[Set problem] Reproduce every entry below precisely. Pictures are excluded from the copy.
-- Start Records --
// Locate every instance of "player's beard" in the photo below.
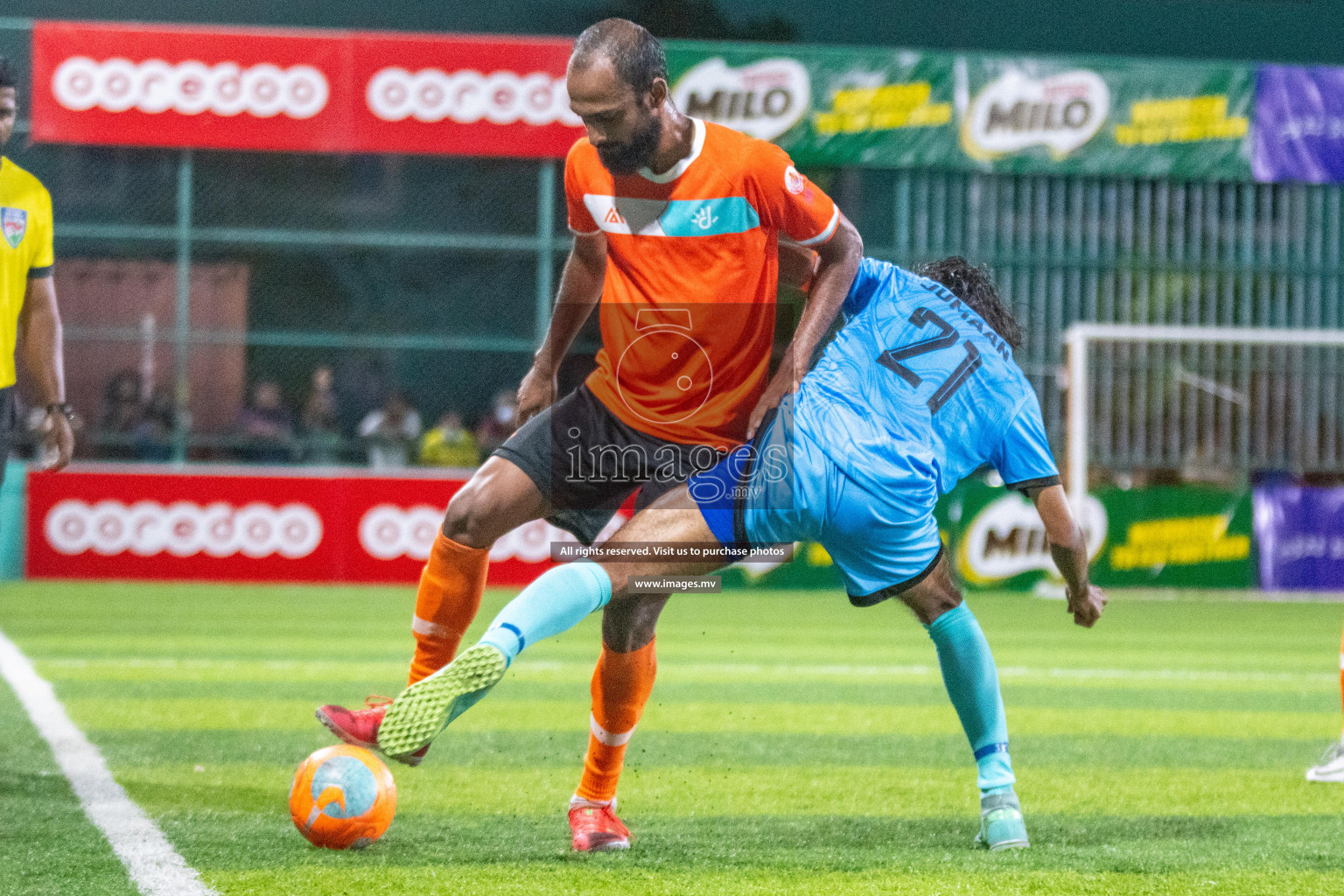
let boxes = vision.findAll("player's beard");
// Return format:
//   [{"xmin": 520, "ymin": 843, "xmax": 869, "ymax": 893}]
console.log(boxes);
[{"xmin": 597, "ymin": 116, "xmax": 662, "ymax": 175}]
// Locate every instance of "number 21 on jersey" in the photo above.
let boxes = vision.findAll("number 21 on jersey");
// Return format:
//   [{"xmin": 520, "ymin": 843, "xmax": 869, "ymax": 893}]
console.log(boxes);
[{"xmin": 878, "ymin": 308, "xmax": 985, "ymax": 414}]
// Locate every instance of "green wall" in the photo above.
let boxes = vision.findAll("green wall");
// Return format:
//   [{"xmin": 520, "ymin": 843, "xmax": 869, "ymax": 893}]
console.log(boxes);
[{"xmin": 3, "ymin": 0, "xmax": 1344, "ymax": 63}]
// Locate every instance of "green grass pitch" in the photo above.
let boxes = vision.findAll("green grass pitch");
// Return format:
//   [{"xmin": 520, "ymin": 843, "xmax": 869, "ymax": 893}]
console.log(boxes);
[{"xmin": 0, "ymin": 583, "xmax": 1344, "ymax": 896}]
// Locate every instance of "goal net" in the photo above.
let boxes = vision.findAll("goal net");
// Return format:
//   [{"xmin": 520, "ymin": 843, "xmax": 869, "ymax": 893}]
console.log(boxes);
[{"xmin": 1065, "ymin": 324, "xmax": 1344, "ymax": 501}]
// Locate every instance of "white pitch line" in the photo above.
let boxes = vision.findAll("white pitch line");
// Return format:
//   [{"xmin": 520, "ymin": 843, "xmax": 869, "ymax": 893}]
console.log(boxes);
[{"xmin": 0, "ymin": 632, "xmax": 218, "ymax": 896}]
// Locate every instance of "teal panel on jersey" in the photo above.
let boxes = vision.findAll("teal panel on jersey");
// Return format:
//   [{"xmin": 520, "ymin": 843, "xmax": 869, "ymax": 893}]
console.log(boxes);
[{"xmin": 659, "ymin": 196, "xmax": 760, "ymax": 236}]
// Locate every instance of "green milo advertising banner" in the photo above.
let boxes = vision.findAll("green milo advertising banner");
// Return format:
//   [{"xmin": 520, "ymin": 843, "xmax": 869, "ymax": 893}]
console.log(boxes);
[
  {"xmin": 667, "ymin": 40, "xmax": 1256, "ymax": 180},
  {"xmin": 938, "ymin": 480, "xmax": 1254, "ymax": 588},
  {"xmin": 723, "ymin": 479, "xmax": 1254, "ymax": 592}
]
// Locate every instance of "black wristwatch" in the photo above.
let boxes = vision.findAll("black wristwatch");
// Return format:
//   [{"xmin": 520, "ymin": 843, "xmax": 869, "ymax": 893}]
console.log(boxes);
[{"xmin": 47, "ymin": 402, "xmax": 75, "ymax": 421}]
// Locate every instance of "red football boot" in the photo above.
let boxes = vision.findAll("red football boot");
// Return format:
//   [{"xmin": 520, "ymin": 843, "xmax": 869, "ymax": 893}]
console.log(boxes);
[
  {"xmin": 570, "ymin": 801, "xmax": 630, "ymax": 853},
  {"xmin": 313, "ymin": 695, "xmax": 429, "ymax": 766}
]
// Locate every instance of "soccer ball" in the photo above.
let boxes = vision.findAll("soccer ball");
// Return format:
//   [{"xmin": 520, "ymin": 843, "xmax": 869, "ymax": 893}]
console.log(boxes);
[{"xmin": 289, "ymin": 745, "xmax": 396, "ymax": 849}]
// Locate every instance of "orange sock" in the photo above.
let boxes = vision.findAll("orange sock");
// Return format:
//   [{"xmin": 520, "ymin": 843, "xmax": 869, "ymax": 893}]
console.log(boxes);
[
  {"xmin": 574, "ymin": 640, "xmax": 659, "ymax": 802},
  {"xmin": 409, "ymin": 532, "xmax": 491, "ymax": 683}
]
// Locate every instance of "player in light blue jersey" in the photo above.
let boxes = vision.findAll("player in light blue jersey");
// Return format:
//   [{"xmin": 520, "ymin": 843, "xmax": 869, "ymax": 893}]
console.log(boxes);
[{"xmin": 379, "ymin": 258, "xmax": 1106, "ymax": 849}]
-- End Records --
[Reply]
// Locate every instance of "player's beard" in the photo below.
let boxes = vision.findAll("player's beard");
// Return format:
//   [{"xmin": 520, "ymin": 843, "xmax": 869, "ymax": 893}]
console.log(boxes);
[{"xmin": 597, "ymin": 116, "xmax": 662, "ymax": 175}]
// Locate every instance of "number 21 on jersey" in the photo above.
let boxes = vision.findAll("number 21 on jersey");
// Return format:
//   [{"xmin": 520, "ymin": 843, "xmax": 869, "ymax": 893}]
console.log(boxes);
[{"xmin": 878, "ymin": 308, "xmax": 985, "ymax": 414}]
// Locate every instance of "green wall" in the photo above.
let boxes = vision.findAll("green wall");
// Return format:
//   [{"xmin": 520, "ymin": 843, "xmax": 869, "ymax": 893}]
console.log(boxes);
[{"xmin": 3, "ymin": 0, "xmax": 1344, "ymax": 63}]
// Locate every instance of "green grass pitch" in the photo above.
let boxes = vision.findAll("green grass pitch");
// Return format:
//   [{"xmin": 520, "ymin": 843, "xmax": 869, "ymax": 893}]
console.log(boxes);
[{"xmin": 0, "ymin": 583, "xmax": 1344, "ymax": 896}]
// Locate every instance of "goal net" in the photo above.
let boxes = vision.findAll("goal net");
// Return format:
//   [{"xmin": 520, "ymin": 843, "xmax": 869, "ymax": 893}]
console.log(boxes);
[{"xmin": 1065, "ymin": 324, "xmax": 1344, "ymax": 501}]
// Locate every instance of "white pitch line" in the photo above.
let boxes = vision.findAll("white pitch line");
// Return format:
//   [{"xmin": 520, "ymin": 843, "xmax": 869, "ymax": 893}]
console.log(boxes);
[{"xmin": 0, "ymin": 632, "xmax": 218, "ymax": 896}]
// Locate every instance of "teal panel on jersey" in the photo above.
let boxes = vision.findAll("teal panel on jersey");
// Return format:
//   [{"xmin": 520, "ymin": 843, "xmax": 869, "ymax": 893}]
console.log(boxes);
[{"xmin": 659, "ymin": 196, "xmax": 760, "ymax": 236}]
// Locate every instance of "green milo advertising banner" in the photo above.
let boxes = vision.findAll("green milo advertising banner");
// Return format:
//   [{"xmin": 520, "ymin": 843, "xmax": 869, "ymax": 893}]
console.log(boxes);
[
  {"xmin": 667, "ymin": 40, "xmax": 1256, "ymax": 180},
  {"xmin": 938, "ymin": 480, "xmax": 1254, "ymax": 588},
  {"xmin": 723, "ymin": 479, "xmax": 1254, "ymax": 592}
]
// Locate every instance of "black wristwatch" in the photo above.
let boxes = vision.findAll("black wristwatch");
// Return format:
//   [{"xmin": 520, "ymin": 843, "xmax": 869, "ymax": 893}]
console.log(boxes);
[{"xmin": 47, "ymin": 402, "xmax": 75, "ymax": 421}]
// Locate every instance of "red football boot" in the photo above.
let boxes = vision.findAll("red football boot");
// Return format:
//   [{"xmin": 520, "ymin": 843, "xmax": 869, "ymax": 893}]
console.log(boxes);
[
  {"xmin": 570, "ymin": 801, "xmax": 630, "ymax": 853},
  {"xmin": 313, "ymin": 695, "xmax": 429, "ymax": 766}
]
// Locate every instance of "soccer ball" in the photo above.
let boxes = vision.findAll("soccer ball");
// Return format:
//   [{"xmin": 520, "ymin": 843, "xmax": 869, "ymax": 893}]
console.log(boxes);
[{"xmin": 289, "ymin": 745, "xmax": 396, "ymax": 849}]
// Locate every instance of "orange sock" in the photo above.
let boxes = vision.findAll("orange sock");
// Return format:
//   [{"xmin": 520, "ymin": 843, "xmax": 869, "ymax": 893}]
console.log(boxes);
[
  {"xmin": 574, "ymin": 640, "xmax": 659, "ymax": 802},
  {"xmin": 409, "ymin": 532, "xmax": 491, "ymax": 683}
]
// Locate every instance of "player in light blue jersey" in the photo above.
let boxes = vision.findAll("player in light blue jersey");
// Return format:
//   [{"xmin": 520, "ymin": 843, "xmax": 869, "ymax": 893}]
console.log(boxes);
[{"xmin": 379, "ymin": 258, "xmax": 1106, "ymax": 849}]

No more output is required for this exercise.